--- Problem description ---
Repeat every record exactly.

Stored entries
+ + +

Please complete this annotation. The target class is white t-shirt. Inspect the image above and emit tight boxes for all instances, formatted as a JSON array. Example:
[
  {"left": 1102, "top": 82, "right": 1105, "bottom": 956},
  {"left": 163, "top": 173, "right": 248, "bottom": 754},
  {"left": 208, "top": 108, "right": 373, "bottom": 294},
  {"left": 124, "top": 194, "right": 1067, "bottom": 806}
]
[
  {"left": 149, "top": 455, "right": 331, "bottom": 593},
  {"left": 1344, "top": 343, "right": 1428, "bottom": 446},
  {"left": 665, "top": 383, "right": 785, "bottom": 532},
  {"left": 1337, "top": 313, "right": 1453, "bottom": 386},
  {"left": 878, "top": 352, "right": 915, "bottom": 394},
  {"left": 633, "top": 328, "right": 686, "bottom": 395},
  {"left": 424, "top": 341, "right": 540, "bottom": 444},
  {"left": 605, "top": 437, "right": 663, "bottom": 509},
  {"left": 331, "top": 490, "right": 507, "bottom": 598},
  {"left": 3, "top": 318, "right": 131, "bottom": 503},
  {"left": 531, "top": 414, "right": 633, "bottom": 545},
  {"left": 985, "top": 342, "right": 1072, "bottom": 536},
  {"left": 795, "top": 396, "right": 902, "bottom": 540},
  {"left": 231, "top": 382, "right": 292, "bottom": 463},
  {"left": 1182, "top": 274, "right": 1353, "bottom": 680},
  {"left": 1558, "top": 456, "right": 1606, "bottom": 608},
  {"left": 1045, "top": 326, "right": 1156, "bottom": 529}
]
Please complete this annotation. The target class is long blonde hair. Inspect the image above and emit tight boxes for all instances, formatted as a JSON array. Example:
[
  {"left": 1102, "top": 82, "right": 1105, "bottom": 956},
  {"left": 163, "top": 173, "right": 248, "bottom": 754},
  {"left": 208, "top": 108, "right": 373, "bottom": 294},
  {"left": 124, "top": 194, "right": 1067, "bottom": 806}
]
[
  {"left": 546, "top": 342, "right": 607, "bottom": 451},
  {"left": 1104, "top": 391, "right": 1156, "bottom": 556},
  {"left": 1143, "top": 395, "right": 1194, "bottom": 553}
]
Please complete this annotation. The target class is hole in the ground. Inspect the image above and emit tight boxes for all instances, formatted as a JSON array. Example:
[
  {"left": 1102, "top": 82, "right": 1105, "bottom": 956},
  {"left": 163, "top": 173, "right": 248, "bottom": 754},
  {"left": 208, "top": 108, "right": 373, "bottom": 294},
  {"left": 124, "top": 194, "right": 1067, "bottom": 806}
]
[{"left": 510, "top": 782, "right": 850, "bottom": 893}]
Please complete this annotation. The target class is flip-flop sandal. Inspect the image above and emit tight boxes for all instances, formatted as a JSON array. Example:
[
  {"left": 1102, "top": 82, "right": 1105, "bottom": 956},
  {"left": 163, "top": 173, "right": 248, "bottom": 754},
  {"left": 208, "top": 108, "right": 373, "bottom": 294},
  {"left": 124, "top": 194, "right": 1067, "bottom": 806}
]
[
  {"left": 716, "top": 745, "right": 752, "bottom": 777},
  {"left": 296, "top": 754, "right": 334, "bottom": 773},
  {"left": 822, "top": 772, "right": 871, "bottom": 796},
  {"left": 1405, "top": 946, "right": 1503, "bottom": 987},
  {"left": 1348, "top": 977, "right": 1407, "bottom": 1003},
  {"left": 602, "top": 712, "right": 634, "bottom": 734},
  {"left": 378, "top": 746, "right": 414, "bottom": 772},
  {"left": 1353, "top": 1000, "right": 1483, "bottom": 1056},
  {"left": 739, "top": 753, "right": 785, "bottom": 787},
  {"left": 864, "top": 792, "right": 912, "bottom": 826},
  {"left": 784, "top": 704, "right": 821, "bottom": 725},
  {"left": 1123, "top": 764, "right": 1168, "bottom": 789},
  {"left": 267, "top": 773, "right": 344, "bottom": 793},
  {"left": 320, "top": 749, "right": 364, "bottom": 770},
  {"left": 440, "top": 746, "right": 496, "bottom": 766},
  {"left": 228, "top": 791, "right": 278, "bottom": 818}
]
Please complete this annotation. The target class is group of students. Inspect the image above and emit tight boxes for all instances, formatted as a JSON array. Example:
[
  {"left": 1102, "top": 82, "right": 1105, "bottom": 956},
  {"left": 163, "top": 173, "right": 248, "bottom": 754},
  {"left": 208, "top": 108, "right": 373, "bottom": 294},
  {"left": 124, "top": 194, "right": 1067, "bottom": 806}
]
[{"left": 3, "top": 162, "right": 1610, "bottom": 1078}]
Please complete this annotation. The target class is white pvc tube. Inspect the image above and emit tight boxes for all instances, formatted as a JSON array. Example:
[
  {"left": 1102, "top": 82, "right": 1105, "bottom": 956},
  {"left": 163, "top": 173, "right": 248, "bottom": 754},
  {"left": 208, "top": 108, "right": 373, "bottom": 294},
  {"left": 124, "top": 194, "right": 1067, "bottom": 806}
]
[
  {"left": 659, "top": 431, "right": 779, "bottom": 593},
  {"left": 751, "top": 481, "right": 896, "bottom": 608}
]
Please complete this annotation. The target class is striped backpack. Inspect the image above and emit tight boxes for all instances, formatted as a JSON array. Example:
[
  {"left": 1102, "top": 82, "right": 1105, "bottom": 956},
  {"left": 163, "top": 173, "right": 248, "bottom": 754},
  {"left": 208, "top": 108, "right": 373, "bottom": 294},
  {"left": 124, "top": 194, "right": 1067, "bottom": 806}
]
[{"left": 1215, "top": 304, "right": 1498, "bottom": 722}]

+ + +

--- Answer to this task ---
Please complete this annotation. The target class is white t-shirt. Inspect the image above and emit tight boxes for all instances, formatted as a JSON array. Example:
[
  {"left": 1102, "top": 82, "right": 1105, "bottom": 956},
  {"left": 163, "top": 173, "right": 248, "bottom": 754},
  {"left": 208, "top": 108, "right": 373, "bottom": 294},
  {"left": 124, "top": 194, "right": 1067, "bottom": 806}
]
[
  {"left": 149, "top": 455, "right": 331, "bottom": 593},
  {"left": 1344, "top": 343, "right": 1428, "bottom": 446},
  {"left": 665, "top": 383, "right": 785, "bottom": 532},
  {"left": 1337, "top": 313, "right": 1453, "bottom": 386},
  {"left": 878, "top": 352, "right": 915, "bottom": 394},
  {"left": 633, "top": 328, "right": 686, "bottom": 395},
  {"left": 424, "top": 341, "right": 540, "bottom": 444},
  {"left": 605, "top": 437, "right": 663, "bottom": 509},
  {"left": 331, "top": 490, "right": 507, "bottom": 598},
  {"left": 3, "top": 318, "right": 131, "bottom": 503},
  {"left": 531, "top": 414, "right": 633, "bottom": 545},
  {"left": 985, "top": 342, "right": 1072, "bottom": 536},
  {"left": 795, "top": 396, "right": 902, "bottom": 540},
  {"left": 231, "top": 382, "right": 292, "bottom": 463},
  {"left": 1182, "top": 274, "right": 1353, "bottom": 680},
  {"left": 1558, "top": 456, "right": 1606, "bottom": 608},
  {"left": 1045, "top": 326, "right": 1156, "bottom": 529}
]
Please complete this annotation. The target class is long blonde hair. Inspect the image above and emit tight boxes for all instances, formatted as a JSON array. Example:
[
  {"left": 1102, "top": 82, "right": 1105, "bottom": 956},
  {"left": 163, "top": 173, "right": 248, "bottom": 754},
  {"left": 208, "top": 108, "right": 373, "bottom": 294},
  {"left": 124, "top": 194, "right": 1067, "bottom": 806}
]
[
  {"left": 546, "top": 342, "right": 607, "bottom": 451},
  {"left": 1104, "top": 391, "right": 1156, "bottom": 556},
  {"left": 1143, "top": 395, "right": 1194, "bottom": 553}
]
Please complete this annotation. The target class is hole in the ground. Inspect the image above and emit tight boxes for all instances, formatted as a JSON array. Example:
[
  {"left": 1102, "top": 82, "right": 1105, "bottom": 956},
  {"left": 163, "top": 173, "right": 248, "bottom": 754},
  {"left": 208, "top": 108, "right": 373, "bottom": 294},
  {"left": 124, "top": 194, "right": 1067, "bottom": 806}
]
[{"left": 510, "top": 782, "right": 850, "bottom": 893}]
Please complete this annotation. The target class is flip-flop sandal. Inspect the image above and emit tight boxes for all instances, formatted as a JSON array. Example:
[
  {"left": 1102, "top": 82, "right": 1105, "bottom": 956},
  {"left": 163, "top": 173, "right": 248, "bottom": 754},
  {"left": 208, "top": 108, "right": 373, "bottom": 294},
  {"left": 124, "top": 194, "right": 1067, "bottom": 806}
]
[
  {"left": 716, "top": 745, "right": 752, "bottom": 777},
  {"left": 296, "top": 754, "right": 334, "bottom": 773},
  {"left": 822, "top": 772, "right": 871, "bottom": 796},
  {"left": 1405, "top": 946, "right": 1503, "bottom": 987},
  {"left": 1348, "top": 977, "right": 1407, "bottom": 1003},
  {"left": 602, "top": 712, "right": 634, "bottom": 734},
  {"left": 378, "top": 746, "right": 414, "bottom": 772},
  {"left": 1353, "top": 1000, "right": 1483, "bottom": 1056},
  {"left": 739, "top": 753, "right": 785, "bottom": 787},
  {"left": 864, "top": 792, "right": 912, "bottom": 826},
  {"left": 784, "top": 704, "right": 821, "bottom": 725},
  {"left": 1123, "top": 764, "right": 1168, "bottom": 789},
  {"left": 267, "top": 773, "right": 344, "bottom": 793},
  {"left": 320, "top": 749, "right": 364, "bottom": 770},
  {"left": 440, "top": 746, "right": 496, "bottom": 766},
  {"left": 228, "top": 791, "right": 278, "bottom": 818}
]
Please complete this annotation. The target class is group of students. Inspect the image above and emit tight boxes for all instances, formatted as a JSON array. Example:
[
  {"left": 1102, "top": 82, "right": 1105, "bottom": 956},
  {"left": 163, "top": 173, "right": 248, "bottom": 754},
  {"left": 208, "top": 108, "right": 373, "bottom": 294},
  {"left": 124, "top": 194, "right": 1067, "bottom": 806}
]
[{"left": 3, "top": 162, "right": 1610, "bottom": 1078}]
Please complete this annotation. The target class is white pvc tube. Inspect the image above and emit tight boxes for all instances, formatted as a JSON array. Example:
[
  {"left": 1102, "top": 82, "right": 1105, "bottom": 956},
  {"left": 163, "top": 173, "right": 248, "bottom": 754},
  {"left": 208, "top": 108, "right": 373, "bottom": 294},
  {"left": 124, "top": 194, "right": 1067, "bottom": 806}
]
[
  {"left": 659, "top": 431, "right": 779, "bottom": 593},
  {"left": 751, "top": 481, "right": 896, "bottom": 608}
]
Please complete this annotation. The target class is striped backpack. Inspect the image above and emit tight boxes for all instances, formatted as a JSON array. Example:
[
  {"left": 1102, "top": 82, "right": 1105, "bottom": 956},
  {"left": 163, "top": 173, "right": 248, "bottom": 754},
  {"left": 208, "top": 108, "right": 373, "bottom": 294},
  {"left": 124, "top": 194, "right": 1067, "bottom": 806}
]
[{"left": 1215, "top": 304, "right": 1498, "bottom": 722}]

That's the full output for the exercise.